DIAH:
Aku tahu mudik itu dilarang. Tapi di dalam hati, siapa sih yang tidak kepingin mudik? Ketemu kerabat, anak dan cucu? Bersilaturahmi di Hari Raya, setelah sebulan berpuasa? Tentu aku sangat kepingin, walaupun ragu. Kopit itu lho, yang bikin hati in aras-arasen.
Aku biasa pulang naik trepel. Di situ ada pemudik lain. Lalu di jalan trepel berenti di lestoran untuk berbuka puasa lalu sahur. Makan kan harus buka masker. Di rumah saja Nyonyah selalu bilang kalau aku keluar mengambil paket: masker, masker, masker…
Lalu datang kesempatan itu. Adikku mengajakku pulkam naik mobil pribadi, berempat. Tidak melanggar aturan sebab pulkamnya sebelum tanggal yang dilarang. Ia dan anaknya sudah seminggu lalu ke puskesmas untuk tes apa itu… pokoknya mereka akan bawa surat. Aku sendiri sudah paksin pertama. Kata ART tetangga, surat paksin itu laku sebagai surat jalan.

──────────────────────────────

→ BERDASARKAN INFORMASI
• A. Tolong tuliskan ulang secara persis bagian kutipan tentang mudik, mulai dari "Aku biasa pulang" sampai dengan "sebagai surat jalan.".
• B. Dalam kutipan tentang mudik, adik penutur mengajak pulang kampung naik kendaraan apa?
Daftar di bawah ini tidak diperlukan.

(Data ekspresi rujukan)
──────────────────────────────

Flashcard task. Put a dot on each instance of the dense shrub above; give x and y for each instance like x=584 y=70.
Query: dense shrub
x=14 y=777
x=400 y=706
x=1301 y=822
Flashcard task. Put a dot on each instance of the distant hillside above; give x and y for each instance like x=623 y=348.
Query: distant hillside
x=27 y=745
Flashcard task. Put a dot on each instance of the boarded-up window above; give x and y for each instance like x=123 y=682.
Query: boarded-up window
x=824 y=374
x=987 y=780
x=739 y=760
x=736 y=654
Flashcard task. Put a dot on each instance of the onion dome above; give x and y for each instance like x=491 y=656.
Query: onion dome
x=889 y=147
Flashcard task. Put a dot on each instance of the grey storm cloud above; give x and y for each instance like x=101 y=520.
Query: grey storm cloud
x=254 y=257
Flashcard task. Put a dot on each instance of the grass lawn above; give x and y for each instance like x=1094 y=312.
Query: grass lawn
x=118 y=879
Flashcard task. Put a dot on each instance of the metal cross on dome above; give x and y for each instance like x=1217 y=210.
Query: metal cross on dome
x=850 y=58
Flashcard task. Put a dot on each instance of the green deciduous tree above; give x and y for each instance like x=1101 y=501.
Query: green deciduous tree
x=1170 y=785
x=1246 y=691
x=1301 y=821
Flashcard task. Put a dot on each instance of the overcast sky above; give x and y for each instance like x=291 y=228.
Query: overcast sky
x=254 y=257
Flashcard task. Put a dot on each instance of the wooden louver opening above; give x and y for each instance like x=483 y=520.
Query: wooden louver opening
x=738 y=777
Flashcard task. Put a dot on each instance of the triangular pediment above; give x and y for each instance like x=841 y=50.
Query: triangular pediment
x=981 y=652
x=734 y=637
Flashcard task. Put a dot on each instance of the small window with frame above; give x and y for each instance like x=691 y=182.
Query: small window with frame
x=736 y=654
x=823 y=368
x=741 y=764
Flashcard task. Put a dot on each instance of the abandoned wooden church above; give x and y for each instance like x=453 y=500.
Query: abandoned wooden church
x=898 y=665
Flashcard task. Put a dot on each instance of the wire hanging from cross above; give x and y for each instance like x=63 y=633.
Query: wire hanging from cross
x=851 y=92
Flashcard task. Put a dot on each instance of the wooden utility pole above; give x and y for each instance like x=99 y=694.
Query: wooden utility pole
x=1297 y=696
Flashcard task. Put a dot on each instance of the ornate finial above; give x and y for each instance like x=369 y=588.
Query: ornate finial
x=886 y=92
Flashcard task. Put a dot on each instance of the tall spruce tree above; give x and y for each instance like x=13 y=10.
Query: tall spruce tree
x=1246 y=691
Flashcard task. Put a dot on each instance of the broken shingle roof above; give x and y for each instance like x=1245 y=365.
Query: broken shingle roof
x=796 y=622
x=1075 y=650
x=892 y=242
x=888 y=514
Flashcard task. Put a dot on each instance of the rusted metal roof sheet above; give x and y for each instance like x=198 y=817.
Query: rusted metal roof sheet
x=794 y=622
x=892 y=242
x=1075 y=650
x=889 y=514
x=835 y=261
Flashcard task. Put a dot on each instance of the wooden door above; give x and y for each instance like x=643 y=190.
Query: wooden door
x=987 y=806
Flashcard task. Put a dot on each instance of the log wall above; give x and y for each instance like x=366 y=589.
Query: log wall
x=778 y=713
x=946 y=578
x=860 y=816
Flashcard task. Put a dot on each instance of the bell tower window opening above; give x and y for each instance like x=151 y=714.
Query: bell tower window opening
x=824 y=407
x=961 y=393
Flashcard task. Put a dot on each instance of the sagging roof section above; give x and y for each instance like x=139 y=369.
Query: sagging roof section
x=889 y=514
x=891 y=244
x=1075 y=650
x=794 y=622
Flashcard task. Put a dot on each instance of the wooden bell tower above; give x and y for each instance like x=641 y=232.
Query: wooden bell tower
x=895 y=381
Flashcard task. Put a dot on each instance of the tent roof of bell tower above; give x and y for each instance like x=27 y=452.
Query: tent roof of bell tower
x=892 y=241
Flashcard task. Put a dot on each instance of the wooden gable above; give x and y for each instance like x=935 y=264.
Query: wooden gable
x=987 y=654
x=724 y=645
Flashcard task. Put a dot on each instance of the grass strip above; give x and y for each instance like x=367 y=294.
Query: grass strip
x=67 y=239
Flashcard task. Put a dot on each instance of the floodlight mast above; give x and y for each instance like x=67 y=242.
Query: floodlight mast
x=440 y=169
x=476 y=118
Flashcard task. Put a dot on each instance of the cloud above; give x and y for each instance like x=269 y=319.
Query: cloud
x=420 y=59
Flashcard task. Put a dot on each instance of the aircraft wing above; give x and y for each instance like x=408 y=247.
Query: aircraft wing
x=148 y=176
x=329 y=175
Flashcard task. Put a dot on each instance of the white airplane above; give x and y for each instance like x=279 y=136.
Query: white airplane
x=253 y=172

──────────────────────────────

→ JAWABAN BERIKUT
• A.
Aku biasa pulang naik trepel. Di situ ada pemudik lain. Lalu di jalan trepel berenti di lestoran untuk berbuka puasa lalu sahur. Makan kan harus buka masker. Di rumah saja Nyonyah selalu bilang kalau aku keluar mengambil paket: masker, masker, masker…
Lalu datang kesempatan itu. Adikku mengajakku pulkam naik mobil pribadi, berempat. Tidak melanggar aturan sebab pulkamnya sebelum tanggal yang dilarang. Ia dan anaknya sudah seminggu lalu ke puskesmas untuk tes apa itu… pokoknya mereka akan bawa surat. Aku sendiri sudah paksin pertama. Kata ART tetangga, surat paksin itu laku sebagai surat jalan.

• B. Mobil pribadi.